BU
İŞTE VAR BAŞKA BİR İŞ

Seçim
nihayet bitti fakat İstanbul muamması daha sürecek gibi. Dün ortaya atılan
usulsüzlük iddialarından bahsediyorum. İlginç şeyler oluyor, daha da olacak
gibi. Bildiğiniz gibi İstanbul’da kesin olmayan seçim sonuçlarına göre CHP’nin
adayı Ekrem İmamoğlu kazandı. Ancak AK Parti kanadından sandıklarda oylar
sayılıp tutanaklara işlenirken, belgeleri de gösterilen usulsüzlük yapıldığı
şeklinde bir itiraz geldi. Yani sandıktan çıkan halk iradesine ipotek konulması
durumu söz konusu. İlk anda çok fazla önemsemedim, nasıl olsa iddia sahibi
iktidar medyası ve rutindir her seçim sonrası olur böyle itirazlar ama kayda
değer bir şey çıkmaz diye. Çünkü geçmiş seçimlerde genelde böyle oldu. Ancak bu
kez başka. Nasıl vardın bu kanıya derseniz açıklayayım; iddianın başka
mecralarda da sıkça dillendirilmesi ve Ekrem İmamoğlu’nun aceleyle “İstanbul’u
bizim kazandığımız ortada” şeklinde telaşlı bir açıklama yapması işi
değiştirdi. Mademki bir şüphe yok, İmamoğlu neden böyle bir açıklama yapma
gereği duydu? Neden İmamoğlu ve CHP kurmayları anında bir oldubitti ile seçim
sonuçlarının dikkate alınmasını istiyor? Şuna dikkatinizi çekmek istiyorum Binali Yıldırım olgun bir
siyasetçi, dedi ki “Tebrik etmesini biliriz ama sürecin devam ettiğini söylemekte
fayda var”. Sandık sonucunu kabul edemeyecek kadar çizgisi kaymış bir siyasetçi
de olmadı hiçbir zaman Yıldırım. Oysa Ekrem İmamoğlu’nu daha yeni tanıyoruz
siyaset arenasında. İlk hatırlayın sonuçlar 50-47 Yıldırım’ın lehine devam edip
açılan sandık oranı yüzde 88-90’a dayanınca İmamoğlu daha o zaman ilk basın
açıklamasında “Manipülasyon var” diye konuştu. Ardından yarış kafa kafaya
gelip, üstüne bir de Anadolu Ajansı veri akışını durdurunca “53-44 ben kazandım”
ifadesini kullanması sizce de garip değil mi? Son açıklamadaki sayılar CHP
verileri. Yüksek Seçim Kurulu verileriyle yine uyuşmuyor. Yani şüphe çekecek çok
davranışı var CHP ve Ekrem İmamoğlu’nun. AK Parti İstanbul İl Başkanı Bayram
Şenocak, düzenlediği basın toplantısında iddia edilen usulsüzlükleri, belgelerini
göstermek suretiyle açıklamaya çalıştı. CHP’den sözcü Faik Öztrak kanalıyla
belgelerin düzmece veya sahte olduğuna dair kanıtlı bir açıklama yerine “Sandıkta
kazandığımızı masada kaybedecek değiliz” açıklamasının gelmesi de durumu
şüpheli kılan bir başka gelişme. Bekleyip görelim, neden acele ediyorsunuz?

• **Verilen görev**
İstanbul seçimindeki usulsüzlük iddialarını ele alan metni, son cümlesinden sonrasıyla sürdürün. Bu metnin ardından gelen liste, iş için gerekli değildir.

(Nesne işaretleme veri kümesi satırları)
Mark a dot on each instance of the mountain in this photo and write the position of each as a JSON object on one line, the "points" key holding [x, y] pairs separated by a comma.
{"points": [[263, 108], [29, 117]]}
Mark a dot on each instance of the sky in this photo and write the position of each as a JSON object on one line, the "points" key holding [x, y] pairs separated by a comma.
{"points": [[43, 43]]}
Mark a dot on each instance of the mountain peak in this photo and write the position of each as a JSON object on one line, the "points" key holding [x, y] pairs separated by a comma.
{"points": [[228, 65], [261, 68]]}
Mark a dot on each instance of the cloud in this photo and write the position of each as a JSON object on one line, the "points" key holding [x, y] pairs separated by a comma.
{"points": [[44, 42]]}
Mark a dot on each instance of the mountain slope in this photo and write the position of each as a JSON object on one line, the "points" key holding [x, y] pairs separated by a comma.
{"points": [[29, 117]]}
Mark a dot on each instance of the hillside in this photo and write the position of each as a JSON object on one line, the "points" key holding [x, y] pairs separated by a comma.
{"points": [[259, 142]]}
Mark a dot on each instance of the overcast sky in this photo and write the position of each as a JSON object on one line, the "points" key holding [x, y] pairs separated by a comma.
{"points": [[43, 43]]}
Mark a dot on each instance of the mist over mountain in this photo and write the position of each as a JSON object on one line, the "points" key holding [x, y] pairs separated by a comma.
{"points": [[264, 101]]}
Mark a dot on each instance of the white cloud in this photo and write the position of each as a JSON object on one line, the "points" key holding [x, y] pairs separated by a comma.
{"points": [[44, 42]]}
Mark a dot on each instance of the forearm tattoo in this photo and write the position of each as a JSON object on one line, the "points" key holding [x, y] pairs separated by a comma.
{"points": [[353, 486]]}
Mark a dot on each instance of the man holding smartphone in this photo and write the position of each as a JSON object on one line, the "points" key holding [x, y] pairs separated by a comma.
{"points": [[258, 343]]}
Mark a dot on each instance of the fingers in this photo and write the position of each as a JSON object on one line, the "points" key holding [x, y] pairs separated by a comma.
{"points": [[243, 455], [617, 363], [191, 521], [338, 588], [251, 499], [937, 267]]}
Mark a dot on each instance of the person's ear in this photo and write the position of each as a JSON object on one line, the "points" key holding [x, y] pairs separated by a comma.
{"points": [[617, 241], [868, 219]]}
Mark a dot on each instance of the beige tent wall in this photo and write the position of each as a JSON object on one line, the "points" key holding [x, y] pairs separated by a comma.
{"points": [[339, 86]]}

• **Aşağıdaki çıktı**
Bırakın herkes ivedilikle işini yapsın, çıkan sonuca zaten herkes saygı duymak
zorundadır.
Gerçekler saklanamaz
Bakınız
gerçekler saklanamaz, muhakkak ortaya çıkar. Şu söz her zaman karşılığını
bulmuştur; gerçeklerin bir gün ortaya çıkmak gibi kötü bir huyu vardır. Bu
bahsettiğim durum Ekrem İmamoğlu için de geçerli. Madem CHP verileri yüzde 53’ü
gösteriyor, o halde İmamoğlu’nun kalan 6 puanlık hakkının da araştırılması, çalınmış
hakkı varsa teslim edilmesi gerekir. Oysa bunun peşine düşmedi İmamoğlu ve CHP
yönetimi. Eminim bu yazıyı okuduktan sonra bana “Sen tarafsız değilsin
iktidarın tarafını tutuyorsun” diyebilirsiniz ama sadece görünenler ve olanlar
üzerinden değerlendirme yapmaktayım. Görünen gelişmeler de bize şaibe
izlenimini fazlasıyla vermekte. Yani bu işte gerçekten var başka bir iş.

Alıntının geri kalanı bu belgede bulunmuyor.